**PASSAGE PROVIDED**
>>>>>

This week Dan Bertolet, who formerly wrote the urban planning blog HugeassCity, is launching CityTank. It's a collection of short essays making the case for cities (what makes them work, why they're crucial to sustainability, and why anti-city bias is misguided). My favorite one so far is by local developer/restoration godsend Liz Dunn, who defends the philosophies of national planning treasure Jane Jacobs. This graph is about a problem Seattle faces—oversized developments:
She also pointed out that bigger projects mean more egregious errors. Design is subjective, but we can probably all agree that big-block sites do not, as a rule, seem to inspire the architecture profession’s best work. Unlike skinny infill, the big shiny mistakes aren’t easily absorbed into our existing urban fabric. And when they replace older pieces of granular city that have real value in terms of both function and identity, for newcomers and old-timers alike, we shouldn’t be surprised if density becomes a dirty word.

<<<<<

**PROVIDED INFORMATION**
>>>>>

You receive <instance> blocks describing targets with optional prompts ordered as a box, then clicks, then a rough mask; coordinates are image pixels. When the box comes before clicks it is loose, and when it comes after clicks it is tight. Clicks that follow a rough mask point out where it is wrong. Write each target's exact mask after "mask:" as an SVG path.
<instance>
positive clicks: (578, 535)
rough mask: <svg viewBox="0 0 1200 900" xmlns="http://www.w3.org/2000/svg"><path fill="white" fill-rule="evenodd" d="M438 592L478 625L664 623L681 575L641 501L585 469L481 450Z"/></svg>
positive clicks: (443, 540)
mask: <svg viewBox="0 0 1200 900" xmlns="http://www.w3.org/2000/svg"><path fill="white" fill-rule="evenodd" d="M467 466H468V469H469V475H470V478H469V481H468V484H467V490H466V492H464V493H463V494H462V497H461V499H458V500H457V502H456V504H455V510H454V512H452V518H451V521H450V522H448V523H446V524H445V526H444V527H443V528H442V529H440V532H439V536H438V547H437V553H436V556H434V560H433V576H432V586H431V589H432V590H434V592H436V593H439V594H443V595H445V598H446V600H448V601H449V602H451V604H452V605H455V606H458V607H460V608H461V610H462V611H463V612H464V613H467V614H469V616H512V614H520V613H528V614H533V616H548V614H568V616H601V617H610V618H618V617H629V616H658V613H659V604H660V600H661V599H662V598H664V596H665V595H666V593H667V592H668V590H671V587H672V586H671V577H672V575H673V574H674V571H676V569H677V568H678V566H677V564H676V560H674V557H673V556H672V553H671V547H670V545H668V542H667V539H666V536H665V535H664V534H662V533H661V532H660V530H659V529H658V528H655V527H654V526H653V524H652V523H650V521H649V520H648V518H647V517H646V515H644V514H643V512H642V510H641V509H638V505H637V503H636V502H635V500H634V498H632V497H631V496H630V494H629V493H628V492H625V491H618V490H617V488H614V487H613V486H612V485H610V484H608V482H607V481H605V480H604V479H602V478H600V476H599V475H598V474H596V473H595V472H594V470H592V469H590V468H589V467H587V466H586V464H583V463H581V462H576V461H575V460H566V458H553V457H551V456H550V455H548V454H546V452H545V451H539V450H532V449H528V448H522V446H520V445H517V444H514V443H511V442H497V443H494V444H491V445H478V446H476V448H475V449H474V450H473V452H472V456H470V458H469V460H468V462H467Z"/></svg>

<<<<<

**TASKS TO CARRY OUT**
**A)** In the passage on CityTank, whose essay does the author name as a favorite so far?
**B)** Write the next paragraph of the passage on CityTank.
None of the lines are needed for this work.

**RESULTS**
**A)** The favorite is the essay by local developer Liz Dunn.

**B)**
Here's Dunn's whole piece.
My take: Seattle needs more density but we need to do it right. Cities have the authority to establish reasonable zoning regulations. And one of those regulations in Seattle—unless there is a demonstrable public benefit of constructing, say, a skyscraper that requires a massive footprint—should be a ban on developments that take up more than half a block.